Once the line with "Target: white shirt" is found in the entries below, repeat it and each following line exactly, up to and including the line with "Put a marker on every instance of the black high heel". Add no other lines.

[Region pointing data]
━━━

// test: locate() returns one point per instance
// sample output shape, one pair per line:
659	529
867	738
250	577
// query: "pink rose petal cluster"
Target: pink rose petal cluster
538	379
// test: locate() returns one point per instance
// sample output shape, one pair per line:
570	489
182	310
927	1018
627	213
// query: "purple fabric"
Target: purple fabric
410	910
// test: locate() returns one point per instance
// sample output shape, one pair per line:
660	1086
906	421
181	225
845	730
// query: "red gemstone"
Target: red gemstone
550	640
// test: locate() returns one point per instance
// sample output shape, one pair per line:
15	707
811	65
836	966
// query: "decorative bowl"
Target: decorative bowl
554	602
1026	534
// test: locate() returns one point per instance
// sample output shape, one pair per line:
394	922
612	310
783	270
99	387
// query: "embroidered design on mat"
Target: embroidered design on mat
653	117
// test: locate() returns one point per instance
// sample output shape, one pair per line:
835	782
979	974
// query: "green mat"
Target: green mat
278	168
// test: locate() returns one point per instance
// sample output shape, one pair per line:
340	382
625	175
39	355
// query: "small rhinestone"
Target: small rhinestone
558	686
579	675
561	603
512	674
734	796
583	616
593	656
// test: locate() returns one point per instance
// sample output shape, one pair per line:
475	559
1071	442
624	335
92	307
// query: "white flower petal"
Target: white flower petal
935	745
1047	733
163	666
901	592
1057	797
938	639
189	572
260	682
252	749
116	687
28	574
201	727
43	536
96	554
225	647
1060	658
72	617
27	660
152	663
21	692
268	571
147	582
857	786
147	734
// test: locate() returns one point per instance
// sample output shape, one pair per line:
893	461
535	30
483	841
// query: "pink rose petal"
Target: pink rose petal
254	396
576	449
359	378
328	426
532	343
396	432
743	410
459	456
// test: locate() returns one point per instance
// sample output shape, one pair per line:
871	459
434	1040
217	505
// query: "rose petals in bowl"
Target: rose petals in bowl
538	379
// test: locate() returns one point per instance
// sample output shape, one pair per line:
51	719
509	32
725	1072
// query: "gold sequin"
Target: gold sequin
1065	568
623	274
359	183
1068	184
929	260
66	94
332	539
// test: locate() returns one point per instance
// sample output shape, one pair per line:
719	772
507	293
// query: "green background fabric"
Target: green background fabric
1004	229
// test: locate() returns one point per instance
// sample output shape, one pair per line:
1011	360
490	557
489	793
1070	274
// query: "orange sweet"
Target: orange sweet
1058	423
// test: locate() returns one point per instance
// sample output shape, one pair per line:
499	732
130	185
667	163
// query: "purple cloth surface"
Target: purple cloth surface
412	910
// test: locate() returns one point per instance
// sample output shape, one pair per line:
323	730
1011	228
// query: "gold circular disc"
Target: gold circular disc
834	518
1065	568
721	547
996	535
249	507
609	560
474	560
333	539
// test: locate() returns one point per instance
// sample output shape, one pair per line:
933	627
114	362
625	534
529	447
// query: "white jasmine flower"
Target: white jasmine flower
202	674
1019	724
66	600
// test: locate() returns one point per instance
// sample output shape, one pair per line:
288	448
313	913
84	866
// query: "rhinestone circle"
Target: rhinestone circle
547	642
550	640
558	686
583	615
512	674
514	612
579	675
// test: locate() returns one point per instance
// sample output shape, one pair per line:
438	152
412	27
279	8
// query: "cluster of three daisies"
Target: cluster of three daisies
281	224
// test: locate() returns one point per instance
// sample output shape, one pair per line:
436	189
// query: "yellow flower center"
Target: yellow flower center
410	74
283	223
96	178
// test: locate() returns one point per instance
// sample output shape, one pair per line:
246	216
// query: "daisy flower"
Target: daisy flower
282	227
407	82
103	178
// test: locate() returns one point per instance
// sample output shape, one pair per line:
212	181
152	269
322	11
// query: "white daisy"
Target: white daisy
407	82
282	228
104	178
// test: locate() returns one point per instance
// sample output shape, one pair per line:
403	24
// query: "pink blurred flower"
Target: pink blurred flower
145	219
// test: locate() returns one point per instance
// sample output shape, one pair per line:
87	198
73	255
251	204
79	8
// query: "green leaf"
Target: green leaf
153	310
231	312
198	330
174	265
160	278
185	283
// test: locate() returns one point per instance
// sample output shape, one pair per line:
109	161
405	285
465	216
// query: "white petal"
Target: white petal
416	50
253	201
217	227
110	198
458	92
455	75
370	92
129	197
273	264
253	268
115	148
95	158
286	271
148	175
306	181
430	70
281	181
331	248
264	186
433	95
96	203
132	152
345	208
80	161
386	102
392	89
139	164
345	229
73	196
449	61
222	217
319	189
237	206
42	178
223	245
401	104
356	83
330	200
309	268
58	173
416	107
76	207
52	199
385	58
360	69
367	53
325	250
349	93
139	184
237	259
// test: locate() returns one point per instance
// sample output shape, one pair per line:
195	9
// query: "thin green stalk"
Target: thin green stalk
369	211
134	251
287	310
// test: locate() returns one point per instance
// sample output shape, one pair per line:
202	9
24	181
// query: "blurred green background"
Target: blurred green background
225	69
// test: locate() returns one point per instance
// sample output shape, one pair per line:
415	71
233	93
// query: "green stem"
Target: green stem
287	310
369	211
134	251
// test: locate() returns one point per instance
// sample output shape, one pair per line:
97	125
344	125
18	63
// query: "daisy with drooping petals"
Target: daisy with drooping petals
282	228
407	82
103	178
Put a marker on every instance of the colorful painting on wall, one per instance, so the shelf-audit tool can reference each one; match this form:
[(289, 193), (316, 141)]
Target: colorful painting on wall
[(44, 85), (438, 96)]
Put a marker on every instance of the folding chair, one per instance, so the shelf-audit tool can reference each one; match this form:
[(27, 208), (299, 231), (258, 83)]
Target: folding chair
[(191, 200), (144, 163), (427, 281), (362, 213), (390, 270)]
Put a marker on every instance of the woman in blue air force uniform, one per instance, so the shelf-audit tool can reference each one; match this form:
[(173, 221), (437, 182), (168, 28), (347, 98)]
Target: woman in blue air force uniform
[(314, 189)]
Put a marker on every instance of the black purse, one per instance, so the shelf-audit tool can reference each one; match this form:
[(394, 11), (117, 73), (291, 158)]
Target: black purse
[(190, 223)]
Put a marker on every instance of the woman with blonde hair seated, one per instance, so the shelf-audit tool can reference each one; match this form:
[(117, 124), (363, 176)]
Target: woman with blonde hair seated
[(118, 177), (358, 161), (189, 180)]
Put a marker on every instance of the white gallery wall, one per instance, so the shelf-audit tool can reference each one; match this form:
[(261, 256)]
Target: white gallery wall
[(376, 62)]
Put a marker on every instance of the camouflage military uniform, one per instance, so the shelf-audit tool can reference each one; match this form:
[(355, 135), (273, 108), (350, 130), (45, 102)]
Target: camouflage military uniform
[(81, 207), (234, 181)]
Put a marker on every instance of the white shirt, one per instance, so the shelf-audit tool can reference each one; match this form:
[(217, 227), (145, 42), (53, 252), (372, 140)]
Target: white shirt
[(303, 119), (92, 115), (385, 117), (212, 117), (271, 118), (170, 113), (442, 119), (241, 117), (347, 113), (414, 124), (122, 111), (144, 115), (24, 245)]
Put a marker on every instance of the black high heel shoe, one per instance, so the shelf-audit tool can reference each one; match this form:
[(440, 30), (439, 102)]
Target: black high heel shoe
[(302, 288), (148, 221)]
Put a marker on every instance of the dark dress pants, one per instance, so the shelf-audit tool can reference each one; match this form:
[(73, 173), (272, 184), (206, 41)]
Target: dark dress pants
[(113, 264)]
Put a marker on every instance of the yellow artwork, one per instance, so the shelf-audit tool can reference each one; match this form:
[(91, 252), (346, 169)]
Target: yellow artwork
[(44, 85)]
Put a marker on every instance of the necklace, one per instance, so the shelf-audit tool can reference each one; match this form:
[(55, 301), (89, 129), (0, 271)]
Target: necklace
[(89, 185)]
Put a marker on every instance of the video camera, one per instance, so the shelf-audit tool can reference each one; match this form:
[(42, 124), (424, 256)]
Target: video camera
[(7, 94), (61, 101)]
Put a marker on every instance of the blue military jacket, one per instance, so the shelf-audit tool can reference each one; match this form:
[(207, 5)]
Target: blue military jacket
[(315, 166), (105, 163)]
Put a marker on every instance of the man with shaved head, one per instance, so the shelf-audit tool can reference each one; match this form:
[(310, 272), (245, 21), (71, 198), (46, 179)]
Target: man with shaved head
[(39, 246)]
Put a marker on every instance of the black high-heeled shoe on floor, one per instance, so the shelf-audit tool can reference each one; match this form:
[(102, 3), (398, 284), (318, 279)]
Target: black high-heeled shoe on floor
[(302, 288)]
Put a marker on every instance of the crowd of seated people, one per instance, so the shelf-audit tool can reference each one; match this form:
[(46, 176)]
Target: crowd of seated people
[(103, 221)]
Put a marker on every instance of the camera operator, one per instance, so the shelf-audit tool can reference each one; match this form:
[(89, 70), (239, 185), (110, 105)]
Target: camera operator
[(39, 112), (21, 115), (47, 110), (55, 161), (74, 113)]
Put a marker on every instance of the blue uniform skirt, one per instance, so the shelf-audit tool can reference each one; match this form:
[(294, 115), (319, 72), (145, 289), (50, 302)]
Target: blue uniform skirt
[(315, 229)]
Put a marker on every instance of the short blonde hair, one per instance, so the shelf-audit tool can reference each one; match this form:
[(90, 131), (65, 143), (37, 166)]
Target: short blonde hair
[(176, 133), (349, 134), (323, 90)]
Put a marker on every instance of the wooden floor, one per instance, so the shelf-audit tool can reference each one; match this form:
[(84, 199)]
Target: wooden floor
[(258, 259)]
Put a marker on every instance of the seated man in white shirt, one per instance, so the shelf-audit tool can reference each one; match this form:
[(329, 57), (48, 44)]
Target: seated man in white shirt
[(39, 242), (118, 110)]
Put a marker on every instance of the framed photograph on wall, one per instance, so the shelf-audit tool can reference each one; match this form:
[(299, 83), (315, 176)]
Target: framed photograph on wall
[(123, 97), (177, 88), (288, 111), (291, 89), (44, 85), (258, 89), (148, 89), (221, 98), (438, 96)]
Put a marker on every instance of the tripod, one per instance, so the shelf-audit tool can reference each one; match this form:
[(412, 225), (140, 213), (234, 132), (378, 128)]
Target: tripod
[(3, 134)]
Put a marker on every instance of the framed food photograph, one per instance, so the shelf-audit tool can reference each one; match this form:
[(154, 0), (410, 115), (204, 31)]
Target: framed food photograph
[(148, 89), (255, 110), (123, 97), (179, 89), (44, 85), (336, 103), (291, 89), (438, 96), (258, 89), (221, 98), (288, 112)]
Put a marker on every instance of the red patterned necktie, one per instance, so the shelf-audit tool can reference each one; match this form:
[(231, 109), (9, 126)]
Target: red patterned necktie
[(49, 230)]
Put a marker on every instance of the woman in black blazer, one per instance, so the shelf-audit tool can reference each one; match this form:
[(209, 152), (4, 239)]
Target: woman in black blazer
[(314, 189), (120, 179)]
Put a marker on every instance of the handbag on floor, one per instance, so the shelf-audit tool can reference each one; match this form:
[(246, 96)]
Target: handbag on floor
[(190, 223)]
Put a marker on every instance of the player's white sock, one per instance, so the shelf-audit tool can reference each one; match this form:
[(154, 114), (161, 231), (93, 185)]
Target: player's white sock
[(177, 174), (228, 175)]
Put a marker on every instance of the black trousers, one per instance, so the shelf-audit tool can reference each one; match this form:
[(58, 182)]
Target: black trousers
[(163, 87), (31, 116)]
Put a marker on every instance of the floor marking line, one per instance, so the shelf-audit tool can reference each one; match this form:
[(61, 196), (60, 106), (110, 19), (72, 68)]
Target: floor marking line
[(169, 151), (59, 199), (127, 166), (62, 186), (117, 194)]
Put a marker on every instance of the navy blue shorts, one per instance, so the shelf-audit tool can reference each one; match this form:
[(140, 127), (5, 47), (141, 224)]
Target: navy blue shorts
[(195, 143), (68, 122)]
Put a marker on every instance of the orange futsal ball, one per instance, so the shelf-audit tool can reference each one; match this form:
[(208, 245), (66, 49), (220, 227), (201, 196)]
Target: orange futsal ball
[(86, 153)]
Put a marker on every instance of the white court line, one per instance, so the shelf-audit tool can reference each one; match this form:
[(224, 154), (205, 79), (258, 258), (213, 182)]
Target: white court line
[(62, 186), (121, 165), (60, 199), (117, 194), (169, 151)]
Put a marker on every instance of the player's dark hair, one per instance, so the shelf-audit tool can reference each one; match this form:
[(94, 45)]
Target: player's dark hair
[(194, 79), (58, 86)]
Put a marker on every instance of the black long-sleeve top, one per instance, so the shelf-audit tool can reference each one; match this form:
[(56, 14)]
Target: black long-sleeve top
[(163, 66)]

━━━

Answer section —
Target: white shirt
[(303, 119), (92, 115), (385, 117), (212, 117), (271, 118), (170, 113), (442, 119), (241, 117), (347, 113), (414, 124), (122, 111), (144, 115), (24, 245)]
Put a marker on every instance of the black high heel shoe, one per instance, so the shelf-audit tool can reference each one; match this form:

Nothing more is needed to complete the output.